Exercises
1 – Using the text on American Indian health care, explain why the health care system created by the treaties is called unique.
2 – From the text on American Indian health care, copy the stretch from "Health care for" through "shortage, including nurses." word for word.
3 – Answer these questions from the text on American Indian health care:
(a) What did tribes exchange for social services under the treaties?
(b) Which three parties are partners in the ASUN mentorship program?
(c) What must nurse mentors attend before becoming a mentor?

Source extract
###

Health care for American Indians is based on treaties (contracts) between the Federal government and tribes in which land and natural resources have been exchanged for social services that include housing, education, and health care. The health care system created by these treaties is unique because, although health care is not a right for most people in the United States, it is for American Indians.
The Indian Health Service (IHS) is the primary Federal agency responsible for delivering health care services to the American Indian population. IHS is severely underfunded, and American Indians have among the worst health disparities in the country. Also, due to underfunding, IHS has a significant health professional shortage, including nurses.
The ASUN mentorship program is a partnership and collaborative project between ASUN, Native American Nurses Association (NANA), and IHS division of nursing. The nurse mentorship program is aimed at helping Native American/Alaska Native (AI/AN) students succeed in nursing related fields. The mentorship program provides academic, professional, and personal support for AI/AN nursing students at any educational level and to non AI/AN nursing students interested in working with Indian Health Services, Tribal, and Urban (ITU) Communities.
With the help of ASUN, NANA, and IHS leadership; and with the guidance of our dedicated volunteer mentors, the program is committed to supporting AI/AN students through nursing school and to help them transition into the nursing profession. Nurse mentors are required to attend an orientation on the mentoring program prior to becoming a mentor.

###

Dataset extract

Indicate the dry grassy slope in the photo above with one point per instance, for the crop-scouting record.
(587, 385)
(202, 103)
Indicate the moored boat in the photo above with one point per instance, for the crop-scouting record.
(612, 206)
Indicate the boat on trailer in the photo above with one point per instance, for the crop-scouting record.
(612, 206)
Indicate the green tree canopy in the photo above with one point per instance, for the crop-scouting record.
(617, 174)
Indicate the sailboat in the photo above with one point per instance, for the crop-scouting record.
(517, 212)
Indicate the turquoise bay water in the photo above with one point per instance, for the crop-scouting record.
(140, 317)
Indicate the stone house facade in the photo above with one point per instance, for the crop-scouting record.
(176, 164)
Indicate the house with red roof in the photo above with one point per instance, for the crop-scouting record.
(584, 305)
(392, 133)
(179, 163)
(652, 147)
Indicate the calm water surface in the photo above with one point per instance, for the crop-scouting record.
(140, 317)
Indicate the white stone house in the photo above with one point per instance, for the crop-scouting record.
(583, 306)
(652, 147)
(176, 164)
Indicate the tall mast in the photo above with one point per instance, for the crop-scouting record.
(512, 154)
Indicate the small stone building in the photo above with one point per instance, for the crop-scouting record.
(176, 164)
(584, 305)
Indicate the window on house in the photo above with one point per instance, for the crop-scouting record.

###

Outputs by task
1 – It is unique because health care is not a right for most people in the United States, but it is a right for American Indians.

2 –
Health care for American Indians is based on treaties (contracts) between the Federal government and tribes in which land and natural resources have been exchanged for social services that include housing, education, and health care. The health care system created by these treaties is unique because, although health care is not a right for most people in the United States, it is for American Indians.
The Indian Health Service (IHS) is the primary Federal agency responsible for delivering health care services to the American Indian population. IHS is severely underfunded, and American Indians have among the worst health disparities in the country. Also, due to underfunding, IHS has a significant health professional shortage, including nurses.

3 –
(a) Land and natural resources.
(b) ASUN, the Native American Nurses Association (NANA), and the IHS division of nursing.
(c) An orientation on the mentoring program.